Objective: Copy every line of the records below verbatim and keep them in their original order.

Information given:
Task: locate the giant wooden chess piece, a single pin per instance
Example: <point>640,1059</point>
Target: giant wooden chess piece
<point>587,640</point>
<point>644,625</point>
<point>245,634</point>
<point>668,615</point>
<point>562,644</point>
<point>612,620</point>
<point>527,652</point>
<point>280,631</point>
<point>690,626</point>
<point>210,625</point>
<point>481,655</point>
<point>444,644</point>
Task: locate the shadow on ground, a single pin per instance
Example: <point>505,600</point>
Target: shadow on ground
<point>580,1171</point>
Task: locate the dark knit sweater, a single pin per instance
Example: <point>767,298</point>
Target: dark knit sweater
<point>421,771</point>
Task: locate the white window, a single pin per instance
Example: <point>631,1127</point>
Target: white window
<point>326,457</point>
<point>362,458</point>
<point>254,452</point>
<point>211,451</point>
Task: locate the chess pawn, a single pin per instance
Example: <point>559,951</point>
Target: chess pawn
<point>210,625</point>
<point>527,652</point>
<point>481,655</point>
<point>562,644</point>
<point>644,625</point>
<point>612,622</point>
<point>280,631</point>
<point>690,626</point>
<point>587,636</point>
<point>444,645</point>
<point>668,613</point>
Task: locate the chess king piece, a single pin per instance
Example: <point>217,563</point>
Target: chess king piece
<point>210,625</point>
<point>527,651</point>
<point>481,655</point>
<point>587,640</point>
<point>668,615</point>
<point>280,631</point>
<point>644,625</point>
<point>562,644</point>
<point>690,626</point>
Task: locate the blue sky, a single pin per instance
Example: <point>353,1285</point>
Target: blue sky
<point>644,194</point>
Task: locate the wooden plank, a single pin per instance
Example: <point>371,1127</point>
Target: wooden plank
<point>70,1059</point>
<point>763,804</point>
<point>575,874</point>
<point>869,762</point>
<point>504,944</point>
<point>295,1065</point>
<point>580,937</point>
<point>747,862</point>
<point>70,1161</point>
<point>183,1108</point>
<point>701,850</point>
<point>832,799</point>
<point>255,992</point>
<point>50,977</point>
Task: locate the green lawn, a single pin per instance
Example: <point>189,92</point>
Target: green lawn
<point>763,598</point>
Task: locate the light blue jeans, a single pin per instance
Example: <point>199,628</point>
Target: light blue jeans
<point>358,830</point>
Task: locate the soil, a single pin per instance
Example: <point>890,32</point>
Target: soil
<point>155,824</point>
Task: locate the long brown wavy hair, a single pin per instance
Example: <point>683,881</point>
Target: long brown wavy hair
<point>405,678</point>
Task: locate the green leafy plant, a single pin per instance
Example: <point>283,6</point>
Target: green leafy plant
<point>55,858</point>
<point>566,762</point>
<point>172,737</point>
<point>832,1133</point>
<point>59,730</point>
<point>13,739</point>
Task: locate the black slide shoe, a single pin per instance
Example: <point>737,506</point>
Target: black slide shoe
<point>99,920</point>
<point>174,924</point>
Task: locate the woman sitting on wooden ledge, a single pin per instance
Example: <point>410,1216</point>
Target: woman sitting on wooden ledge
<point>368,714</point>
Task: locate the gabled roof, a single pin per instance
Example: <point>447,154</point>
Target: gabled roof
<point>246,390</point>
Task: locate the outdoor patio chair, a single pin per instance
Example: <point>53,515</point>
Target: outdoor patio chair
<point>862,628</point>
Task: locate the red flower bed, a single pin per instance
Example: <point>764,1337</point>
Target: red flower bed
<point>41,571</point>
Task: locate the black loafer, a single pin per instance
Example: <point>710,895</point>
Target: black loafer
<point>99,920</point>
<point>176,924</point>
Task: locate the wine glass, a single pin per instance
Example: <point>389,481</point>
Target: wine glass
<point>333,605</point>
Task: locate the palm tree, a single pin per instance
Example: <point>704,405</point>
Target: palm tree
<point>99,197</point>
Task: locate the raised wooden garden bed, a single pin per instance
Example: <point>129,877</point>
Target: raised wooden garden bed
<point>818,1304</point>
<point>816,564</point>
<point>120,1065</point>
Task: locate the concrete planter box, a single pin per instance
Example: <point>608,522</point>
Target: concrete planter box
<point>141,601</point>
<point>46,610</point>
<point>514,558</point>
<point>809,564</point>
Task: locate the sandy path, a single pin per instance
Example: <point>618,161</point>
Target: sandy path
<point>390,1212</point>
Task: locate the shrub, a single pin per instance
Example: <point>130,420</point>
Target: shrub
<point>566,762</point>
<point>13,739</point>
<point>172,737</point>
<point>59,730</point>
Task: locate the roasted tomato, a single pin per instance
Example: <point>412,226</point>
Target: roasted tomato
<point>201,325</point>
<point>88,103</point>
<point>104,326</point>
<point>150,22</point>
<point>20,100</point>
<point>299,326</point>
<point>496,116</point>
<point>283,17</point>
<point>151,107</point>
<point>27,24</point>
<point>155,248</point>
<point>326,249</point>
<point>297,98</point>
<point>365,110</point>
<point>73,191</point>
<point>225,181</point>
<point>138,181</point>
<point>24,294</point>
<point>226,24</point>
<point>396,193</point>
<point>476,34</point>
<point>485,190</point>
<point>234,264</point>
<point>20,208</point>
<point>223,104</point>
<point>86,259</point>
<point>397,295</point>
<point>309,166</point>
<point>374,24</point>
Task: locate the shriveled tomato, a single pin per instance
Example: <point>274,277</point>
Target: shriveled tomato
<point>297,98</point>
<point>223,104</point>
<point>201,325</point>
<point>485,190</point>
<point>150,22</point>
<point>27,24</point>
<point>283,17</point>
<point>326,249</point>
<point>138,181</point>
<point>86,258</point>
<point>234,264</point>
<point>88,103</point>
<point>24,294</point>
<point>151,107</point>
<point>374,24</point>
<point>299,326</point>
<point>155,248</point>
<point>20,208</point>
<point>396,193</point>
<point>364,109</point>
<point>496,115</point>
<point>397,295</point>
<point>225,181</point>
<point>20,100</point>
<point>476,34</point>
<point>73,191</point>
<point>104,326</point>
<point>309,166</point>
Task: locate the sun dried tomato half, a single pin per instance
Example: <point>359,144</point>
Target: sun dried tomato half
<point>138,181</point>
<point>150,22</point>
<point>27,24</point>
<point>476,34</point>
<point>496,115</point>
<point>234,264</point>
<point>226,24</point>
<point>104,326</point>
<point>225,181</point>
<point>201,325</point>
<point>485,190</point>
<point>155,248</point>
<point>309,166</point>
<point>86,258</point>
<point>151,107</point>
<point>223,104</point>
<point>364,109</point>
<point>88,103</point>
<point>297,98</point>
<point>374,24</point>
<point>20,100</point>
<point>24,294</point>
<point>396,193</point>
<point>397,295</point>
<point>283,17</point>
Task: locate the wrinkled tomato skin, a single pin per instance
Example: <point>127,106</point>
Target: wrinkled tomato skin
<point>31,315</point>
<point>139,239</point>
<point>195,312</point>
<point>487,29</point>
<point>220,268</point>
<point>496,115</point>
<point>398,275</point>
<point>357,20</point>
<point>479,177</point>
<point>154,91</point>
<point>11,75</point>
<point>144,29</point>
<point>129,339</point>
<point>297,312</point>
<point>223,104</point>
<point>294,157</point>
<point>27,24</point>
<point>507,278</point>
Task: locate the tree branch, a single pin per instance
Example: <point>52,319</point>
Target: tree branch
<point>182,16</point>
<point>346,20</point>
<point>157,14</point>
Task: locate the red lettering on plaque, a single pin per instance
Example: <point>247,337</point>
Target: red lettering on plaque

Exercise output:
Task: locate the giant wooden chess piece, a single pin per instance
Example: <point>640,1059</point>
Target: giant wooden chess piece
<point>587,640</point>
<point>644,625</point>
<point>245,634</point>
<point>668,615</point>
<point>562,644</point>
<point>612,620</point>
<point>527,652</point>
<point>280,631</point>
<point>690,626</point>
<point>210,625</point>
<point>481,655</point>
<point>444,644</point>
Task: locate the shadow on ground, a single pin per instance
Example: <point>505,600</point>
Target: shadow on ground
<point>580,1171</point>
Task: locate the dark knit sweater, a single pin per instance
Example: <point>767,298</point>
Target: dark knit sweater
<point>421,771</point>
Task: locate the white window, a single pin per instance
Example: <point>631,1127</point>
Target: white window
<point>326,457</point>
<point>362,458</point>
<point>254,452</point>
<point>211,451</point>
Task: locate the chess pawn, a single pin per instance
Example: <point>559,951</point>
Target: chess pawn
<point>210,625</point>
<point>527,652</point>
<point>481,655</point>
<point>562,644</point>
<point>644,625</point>
<point>612,622</point>
<point>280,631</point>
<point>690,626</point>
<point>587,636</point>
<point>444,645</point>
<point>668,613</point>
Task: locate the chess king piece, a single pin per instance
Example: <point>217,563</point>
Target: chess king piece
<point>210,625</point>
<point>527,651</point>
<point>481,655</point>
<point>587,640</point>
<point>668,615</point>
<point>280,631</point>
<point>644,625</point>
<point>562,644</point>
<point>690,626</point>
Task: locate the blue sky, a single pin per instance
Example: <point>353,1285</point>
Target: blue sky
<point>644,194</point>
Task: locate the wooden plank, a single pin per instance
Example: <point>371,1127</point>
Target: wooden plank
<point>70,1059</point>
<point>763,804</point>
<point>575,874</point>
<point>869,762</point>
<point>504,944</point>
<point>295,1065</point>
<point>580,937</point>
<point>747,862</point>
<point>70,1161</point>
<point>183,1108</point>
<point>701,850</point>
<point>832,799</point>
<point>255,992</point>
<point>50,977</point>
Task: locate the green lawn, a single pin per instance
Example: <point>189,92</point>
Target: green lawn
<point>763,598</point>
Task: locate the light blue jeans, a single pin per instance
Example: <point>199,628</point>
Target: light blue jeans
<point>358,830</point>
Task: locate the soil, a single pin per instance
Example: <point>890,32</point>
Target: soil
<point>155,824</point>
Task: locate the long brown wavy hair, a single pin per instance
Example: <point>683,881</point>
Target: long brown wavy hair
<point>405,678</point>
Task: locate the green leafy plant, a single pin per instance
Example: <point>283,6</point>
Target: green leafy plant
<point>55,858</point>
<point>566,762</point>
<point>172,737</point>
<point>832,1133</point>
<point>59,730</point>
<point>13,739</point>
Task: locate the black slide shoe, a single pin per instance
Example: <point>737,506</point>
Target: black slide shoe
<point>99,920</point>
<point>174,924</point>
Task: locate the woman sitting on wooden ledge, a single pin per instance
Example: <point>410,1216</point>
Target: woman sitting on wooden ledge
<point>368,714</point>
Task: locate the gabled roof, a single pin per instance
Example: <point>447,154</point>
Target: gabled roof
<point>246,390</point>
Task: locate the outdoor patio chair, a single pin per instance
Example: <point>53,515</point>
Target: outdoor patio chair
<point>862,628</point>
Task: locate the red flower bed, a single pin per instance
Example: <point>764,1337</point>
Target: red flower bed
<point>41,571</point>
Task: locate the black loafer, a single pin per instance
Example: <point>710,895</point>
Target: black loafer
<point>99,920</point>
<point>176,924</point>
Task: locate the wine glass, a single pin per instance
Example: <point>389,481</point>
Target: wine glass
<point>333,605</point>
Task: locate the palm tree, a single pin per instance
Example: <point>704,405</point>
Target: palm tree
<point>99,197</point>
Task: locate the raised wooden garden bed, a single pin per instance
Example: <point>129,877</point>
Target: raised wooden garden bed
<point>818,1304</point>
<point>816,564</point>
<point>120,1065</point>
Task: locate the concrete planter box, a single pin per instance
Example: <point>608,522</point>
Target: concrete planter box
<point>141,601</point>
<point>46,610</point>
<point>514,558</point>
<point>809,564</point>
Task: locate the sandy path, a single pin per instance
Example: <point>618,161</point>
Target: sandy path
<point>390,1212</point>
Task: locate the shrub, a single pin per instance
Example: <point>130,420</point>
Target: shrub
<point>566,762</point>
<point>13,739</point>
<point>172,737</point>
<point>59,730</point>
Task: locate the roasted tomato, a single pin per instance
Example: <point>412,226</point>
Target: roasted tomato
<point>201,325</point>
<point>88,103</point>
<point>104,326</point>
<point>150,22</point>
<point>20,100</point>
<point>299,326</point>
<point>496,116</point>
<point>283,17</point>
<point>151,107</point>
<point>27,24</point>
<point>155,248</point>
<point>326,249</point>
<point>297,98</point>
<point>365,110</point>
<point>73,191</point>
<point>225,181</point>
<point>138,181</point>
<point>24,294</point>
<point>226,24</point>
<point>396,193</point>
<point>476,34</point>
<point>485,190</point>
<point>234,264</point>
<point>20,208</point>
<point>223,104</point>
<point>86,259</point>
<point>397,295</point>
<point>309,166</point>
<point>374,24</point>
Task: locate the shriveled tomato, a single pin per instance
Example: <point>274,277</point>
Target: shriveled tomato
<point>297,98</point>
<point>223,104</point>
<point>201,325</point>
<point>485,190</point>
<point>150,22</point>
<point>27,24</point>
<point>283,17</point>
<point>326,249</point>
<point>138,181</point>
<point>86,258</point>
<point>234,264</point>
<point>88,103</point>
<point>24,294</point>
<point>151,107</point>
<point>374,24</point>
<point>299,326</point>
<point>155,248</point>
<point>20,208</point>
<point>396,193</point>
<point>364,109</point>
<point>496,115</point>
<point>397,295</point>
<point>225,181</point>
<point>20,100</point>
<point>476,34</point>
<point>73,191</point>
<point>104,326</point>
<point>309,166</point>
Task: locate the sun dried tomato half, a single pin per instance
Example: <point>359,144</point>
Target: sun dried tomato half
<point>138,181</point>
<point>150,22</point>
<point>27,24</point>
<point>476,34</point>
<point>496,115</point>
<point>234,264</point>
<point>226,24</point>
<point>104,326</point>
<point>225,181</point>
<point>201,325</point>
<point>485,190</point>
<point>155,248</point>
<point>309,166</point>
<point>86,258</point>
<point>151,107</point>
<point>223,104</point>
<point>364,109</point>
<point>88,103</point>
<point>297,98</point>
<point>374,24</point>
<point>20,100</point>
<point>24,294</point>
<point>396,193</point>
<point>397,295</point>
<point>283,17</point>
Task: locate the wrinkled tomato skin, a single pin per instance
Example: <point>127,106</point>
Target: wrinkled tomato skin
<point>31,315</point>
<point>139,239</point>
<point>195,312</point>
<point>487,29</point>
<point>220,268</point>
<point>496,115</point>
<point>398,275</point>
<point>357,20</point>
<point>479,177</point>
<point>154,91</point>
<point>11,75</point>
<point>144,29</point>
<point>129,339</point>
<point>297,312</point>
<point>223,104</point>
<point>294,157</point>
<point>27,24</point>
<point>507,278</point>
Task: locate the tree branch, a single pin per instance
Example: <point>52,319</point>
Target: tree branch
<point>182,16</point>
<point>346,20</point>
<point>157,14</point>
Task: locate the red lettering on plaque, a single pin per instance
Example: <point>247,337</point>
Target: red lettering on plaque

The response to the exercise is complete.